Lynda Barry: Evergreen Cuts Are ‘Cultural Genocide’

by Ned Hayes for OLY ARTS

OLY ARTS reported in June that The Evergreen State College was cutting heavily into staff and facilities that made theater possible at Evergreen. The Experimental Theater (COM 124, a 200-seat, black-box venue) and its costume and scene shops will close at the end of the spring 2018 semester. Faculty and staff members have been informed that three of four staff positions and 20 student-staff positions are to be eliminated. There will also be cuts to the academic budget office, library staff and media-services office.

Evergreen is known for seeding the careers of nationally renowned artists, including musicians Carrie Brownstein, Corin Tucker, Julie Ruin, Seattle rapper Macklemore and Soundgarden co-founder Kim Thayli. Visual artists have also been nurtured by Evergreen, including Simpsons and Futurama creator Matt Groening and Ernie Pook creator Lynda Barry.

Although Macklemore’s office stated that he would not be commenting on the recent Evergreen cutbacks, nationally renowned artist Barry weighed in on the controversial cutbacks with fiery invective.

“STEM was the first sign of an oncoming form of cultural genocide,” said Barry to OLY ARTS. “[These actions] are taking out programs everywhere especially studio arts programs. It’s our thumbs getting together to decide to do away with our fingers.”

Lynda Barry and Matt Groening early in their careers. (Photo courtesy of Lynda Barry.)

Barry is now considered one of America’s most beloved cartoonists. She began her career at Evergreen, submitting “bizarre, weird” comix to the Evergreen student newspaper when Simpsons creator Matt Groening was the editor.

“He made this announcement saying that he would print anything that anyone submitted,” she said. “I read that and I thought, ‘Really?’ And I tried to come up with stuff that he would not print.”

Her submissions were the beginning of a life-changing friendship with Groening.

Today, Barry stands up for creative expression at Evergreen and at other small liberal arts colleges across the country. She sees the recent cutbacks as part of a countrywide trend. “This is happening to small liberal arts colleges all over the country and it should be a national story,” said Barry.

Barry’s concern is borne out by factual evidence. According to the Association of American Educators, arts programs are in fact being cut unilaterally. In 2012, a Department of Education survey reported that arts education is suffering the most under recent planning budgets, particularly in high-need communities. The American Alliance of Museums has also recently raised alarms about additional cuts proposed by the current Presidential administration to the programs of the National Endowment for the Humanities (NEH) and the National Endowment for the Arts (NEA). In 2015, the National Endowment for the Humanities funded more than 800 projects with nearly $121 million in partial and full grants to programs. According to its annual report, 115 of those initiatives were classified as “Educational Programs,” receiving more than $13.8 million.

“You are into a larger story that hasn’t really made the news,” said Barry of the Evergreen cuts. “It really strikes me as a form of cultural genocide.”

“We have $5.9 million in cuts to make,” explains Zach Powers, communications manager for the college, “and the reduction to our Communication Building and some of our arts programs that work in that building make up $250 thousand of that.” In a year of “waning enrollment,” Powers emphasizes the need to prioritize funding for lower-cost programs that most directly affect students’ academic paths. “There [are] no curricular offerings being canceled as a result of these closures. … We’re trying to minimize the effects on students all over campus. … It’s not as though (the arts) are being singled out.”

Records supplied:
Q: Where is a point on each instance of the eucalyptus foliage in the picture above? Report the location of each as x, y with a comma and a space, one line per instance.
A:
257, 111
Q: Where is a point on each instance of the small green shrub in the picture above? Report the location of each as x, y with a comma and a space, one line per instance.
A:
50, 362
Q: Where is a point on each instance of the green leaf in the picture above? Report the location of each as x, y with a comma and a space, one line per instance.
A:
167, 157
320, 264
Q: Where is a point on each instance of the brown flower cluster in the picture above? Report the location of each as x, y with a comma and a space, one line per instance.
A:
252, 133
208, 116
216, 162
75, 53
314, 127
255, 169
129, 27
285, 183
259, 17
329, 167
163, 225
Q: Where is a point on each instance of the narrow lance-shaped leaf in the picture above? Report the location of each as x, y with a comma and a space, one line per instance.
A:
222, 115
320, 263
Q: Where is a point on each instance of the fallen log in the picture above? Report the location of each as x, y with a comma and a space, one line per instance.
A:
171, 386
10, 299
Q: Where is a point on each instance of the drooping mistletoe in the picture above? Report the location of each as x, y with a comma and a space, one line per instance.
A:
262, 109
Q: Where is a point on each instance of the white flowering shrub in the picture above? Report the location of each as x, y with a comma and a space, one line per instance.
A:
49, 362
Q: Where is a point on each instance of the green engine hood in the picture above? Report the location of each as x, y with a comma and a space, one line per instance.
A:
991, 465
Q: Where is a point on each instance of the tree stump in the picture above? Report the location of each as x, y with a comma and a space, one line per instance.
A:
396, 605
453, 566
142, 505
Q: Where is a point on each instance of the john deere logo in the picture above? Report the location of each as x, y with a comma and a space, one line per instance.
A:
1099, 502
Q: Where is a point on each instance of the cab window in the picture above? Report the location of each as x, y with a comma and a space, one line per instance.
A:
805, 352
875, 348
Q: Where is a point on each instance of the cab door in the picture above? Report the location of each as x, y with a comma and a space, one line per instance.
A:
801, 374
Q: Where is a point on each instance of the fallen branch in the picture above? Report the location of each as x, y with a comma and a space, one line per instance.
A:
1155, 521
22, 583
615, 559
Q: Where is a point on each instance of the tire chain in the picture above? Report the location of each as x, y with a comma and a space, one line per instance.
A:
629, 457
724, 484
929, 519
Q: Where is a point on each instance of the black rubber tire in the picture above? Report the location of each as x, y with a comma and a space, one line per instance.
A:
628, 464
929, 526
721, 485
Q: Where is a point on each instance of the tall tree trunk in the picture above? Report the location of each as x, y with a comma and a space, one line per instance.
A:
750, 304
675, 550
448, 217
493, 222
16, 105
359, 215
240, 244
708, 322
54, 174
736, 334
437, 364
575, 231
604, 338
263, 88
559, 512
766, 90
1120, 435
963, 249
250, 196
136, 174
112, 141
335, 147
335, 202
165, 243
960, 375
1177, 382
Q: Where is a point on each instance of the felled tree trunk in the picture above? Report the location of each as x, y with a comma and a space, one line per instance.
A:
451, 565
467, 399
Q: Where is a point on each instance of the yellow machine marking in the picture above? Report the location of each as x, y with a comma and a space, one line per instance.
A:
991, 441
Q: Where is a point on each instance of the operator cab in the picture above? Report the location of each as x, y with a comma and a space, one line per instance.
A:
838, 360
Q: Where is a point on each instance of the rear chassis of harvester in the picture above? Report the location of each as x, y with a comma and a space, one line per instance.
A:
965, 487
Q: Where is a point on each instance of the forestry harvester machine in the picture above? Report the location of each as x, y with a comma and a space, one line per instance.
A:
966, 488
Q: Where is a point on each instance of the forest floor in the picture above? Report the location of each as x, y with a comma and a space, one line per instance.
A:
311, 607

Requirements:
Copy word for word the part of the Evergreen cuts article from "Lynda Barry: Evergreen" up to and including "and media-services office.". The records come from a different source than the Evergreen cuts article.

The answer:
Lynda Barry: Evergreen Cuts Are ‘Cultural Genocide’

by Ned Hayes for OLY ARTS

OLY ARTS reported in June that The Evergreen State College was cutting heavily into staff and facilities that made theater possible at Evergreen. The Experimental Theater (COM 124, a 200-seat, black-box venue) and its costume and scene shops will close at the end of the spring 2018 semester. Faculty and staff members have been informed that three of four staff positions and 20 student-staff positions are to be eliminated. There will also be cuts to the academic budget office, library staff and media-services office.